**What to produce:**
Without changing anything, copy out each entry.

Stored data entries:
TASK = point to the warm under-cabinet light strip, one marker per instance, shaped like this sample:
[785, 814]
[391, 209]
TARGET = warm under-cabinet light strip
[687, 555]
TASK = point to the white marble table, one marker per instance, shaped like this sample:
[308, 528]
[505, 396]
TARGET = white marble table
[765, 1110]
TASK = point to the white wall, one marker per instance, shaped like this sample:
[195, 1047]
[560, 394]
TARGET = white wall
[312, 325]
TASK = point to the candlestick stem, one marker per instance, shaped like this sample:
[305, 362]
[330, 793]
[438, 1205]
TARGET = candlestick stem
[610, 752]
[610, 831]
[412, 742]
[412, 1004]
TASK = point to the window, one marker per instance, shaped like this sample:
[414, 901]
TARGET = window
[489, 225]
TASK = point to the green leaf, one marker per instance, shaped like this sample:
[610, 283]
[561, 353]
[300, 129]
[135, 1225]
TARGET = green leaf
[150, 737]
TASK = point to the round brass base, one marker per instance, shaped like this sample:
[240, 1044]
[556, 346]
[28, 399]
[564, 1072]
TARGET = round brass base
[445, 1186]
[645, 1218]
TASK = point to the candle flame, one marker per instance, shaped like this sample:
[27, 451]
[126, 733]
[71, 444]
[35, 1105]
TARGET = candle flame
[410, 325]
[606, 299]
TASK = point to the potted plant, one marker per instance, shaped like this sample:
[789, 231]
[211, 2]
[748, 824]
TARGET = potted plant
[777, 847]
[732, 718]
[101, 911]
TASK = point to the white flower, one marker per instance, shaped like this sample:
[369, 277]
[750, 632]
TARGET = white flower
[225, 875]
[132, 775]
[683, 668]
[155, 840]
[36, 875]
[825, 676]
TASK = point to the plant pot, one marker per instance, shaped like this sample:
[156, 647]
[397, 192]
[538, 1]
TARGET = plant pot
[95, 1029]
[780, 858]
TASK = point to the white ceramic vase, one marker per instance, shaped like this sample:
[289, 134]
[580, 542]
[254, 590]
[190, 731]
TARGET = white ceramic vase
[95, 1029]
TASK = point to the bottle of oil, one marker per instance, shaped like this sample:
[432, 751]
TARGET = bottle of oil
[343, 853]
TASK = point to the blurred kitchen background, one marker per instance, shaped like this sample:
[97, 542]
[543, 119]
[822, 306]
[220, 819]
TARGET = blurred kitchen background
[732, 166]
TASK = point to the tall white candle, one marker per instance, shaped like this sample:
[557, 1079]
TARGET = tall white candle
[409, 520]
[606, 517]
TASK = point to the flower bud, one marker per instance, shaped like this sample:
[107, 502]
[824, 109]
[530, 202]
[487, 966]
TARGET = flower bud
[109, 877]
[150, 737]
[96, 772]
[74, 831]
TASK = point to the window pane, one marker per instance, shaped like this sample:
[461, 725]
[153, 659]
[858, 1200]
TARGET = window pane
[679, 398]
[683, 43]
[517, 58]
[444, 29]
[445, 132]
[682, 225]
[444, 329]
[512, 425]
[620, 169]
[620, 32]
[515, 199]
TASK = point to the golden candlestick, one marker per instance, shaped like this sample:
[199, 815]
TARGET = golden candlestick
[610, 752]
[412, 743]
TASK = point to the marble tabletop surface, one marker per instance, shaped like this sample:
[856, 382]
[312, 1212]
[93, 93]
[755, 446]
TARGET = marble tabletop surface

**Exercise output:**
TASK = point to the warm under-cabinet light strip, one marker per instance, shaped like this sample:
[785, 814]
[391, 209]
TARGET = warm under-cabinet light strip
[687, 555]
TASK = point to the white marble table, one marker per instance, shaped like this sample:
[308, 528]
[505, 396]
TARGET = white marble table
[765, 1110]
TASK = point to the white wall, one marker per instance, shaped like this sample:
[195, 1047]
[560, 394]
TARGET = white wall
[312, 325]
TASK = point to the candlestick stem, one marker per instance, shaped like this sample:
[305, 362]
[330, 793]
[438, 1205]
TARGET = candlestick stem
[610, 752]
[610, 831]
[412, 742]
[412, 1004]
TASK = point to the window, one marker per instance, shaped like this sample:
[414, 901]
TARGET = window
[489, 225]
TASK = point to the green leaf, one marker per instance, shaped like this sample:
[610, 283]
[561, 353]
[300, 129]
[135, 1225]
TARGET = green leaf
[150, 737]
TASK = point to the round brass base, one marker per instance, shaped like this sample:
[240, 1044]
[556, 346]
[28, 399]
[564, 1072]
TARGET = round brass base
[445, 1186]
[645, 1218]
TASK = point to the candle flame, one marker per instance, shaped like this sample:
[27, 451]
[126, 733]
[71, 444]
[35, 1105]
TARGET = candle flame
[410, 325]
[606, 299]
TASK = point to the potted plant, one marker per instance, shaped like this sample:
[789, 231]
[211, 2]
[748, 824]
TARGET = potted plant
[777, 847]
[732, 718]
[101, 911]
TASK = point to the white flower, one marker per instance, shaped like this sample:
[369, 277]
[750, 632]
TARGET = white flower
[225, 875]
[132, 775]
[683, 668]
[155, 840]
[36, 875]
[825, 676]
TASK = point to the plant pot, one marker per instance, shaped like this sample:
[156, 647]
[397, 192]
[538, 1]
TARGET = plant pot
[95, 1029]
[780, 858]
TASK = point to the white ceramic vase, one marker per instance, shaped like this sample:
[289, 134]
[580, 542]
[254, 590]
[190, 731]
TARGET = white ceramic vase
[95, 1029]
TASK = point to the bottle of oil, one marker per instance, shaped like this sample:
[432, 751]
TARGET = bottle of oil
[343, 853]
TASK = point to the blurred kitchen background, one marker per instance, shaped like this sample:
[97, 542]
[543, 119]
[822, 306]
[220, 819]
TARGET = blurred kitchen background
[732, 166]
TASK = point to the tall white candle, one marker per instance, shaped like this sample:
[557, 1079]
TARGET = tall white candle
[409, 520]
[606, 517]
TASK = point to the flower bud, one marker per instance, shaped like this sample:
[107, 502]
[824, 109]
[530, 202]
[487, 966]
TARGET = flower bud
[109, 877]
[150, 737]
[96, 772]
[74, 831]
TASK = point to the window pane, one marker per instance, shaped like this sample:
[461, 725]
[153, 659]
[858, 1200]
TARGET = window pane
[679, 398]
[683, 43]
[517, 58]
[444, 29]
[445, 132]
[682, 225]
[444, 329]
[512, 425]
[620, 169]
[620, 32]
[515, 199]
TASK = point to the golden candlestick, one marker per instance, shaped like this sample:
[199, 815]
TARGET = golden candlestick
[610, 752]
[412, 743]
TASK = point to the marble tabletop surface, one marker per instance, shaped like this sample:
[856, 382]
[312, 1212]
[93, 93]
[755, 446]
TARGET = marble tabletop surface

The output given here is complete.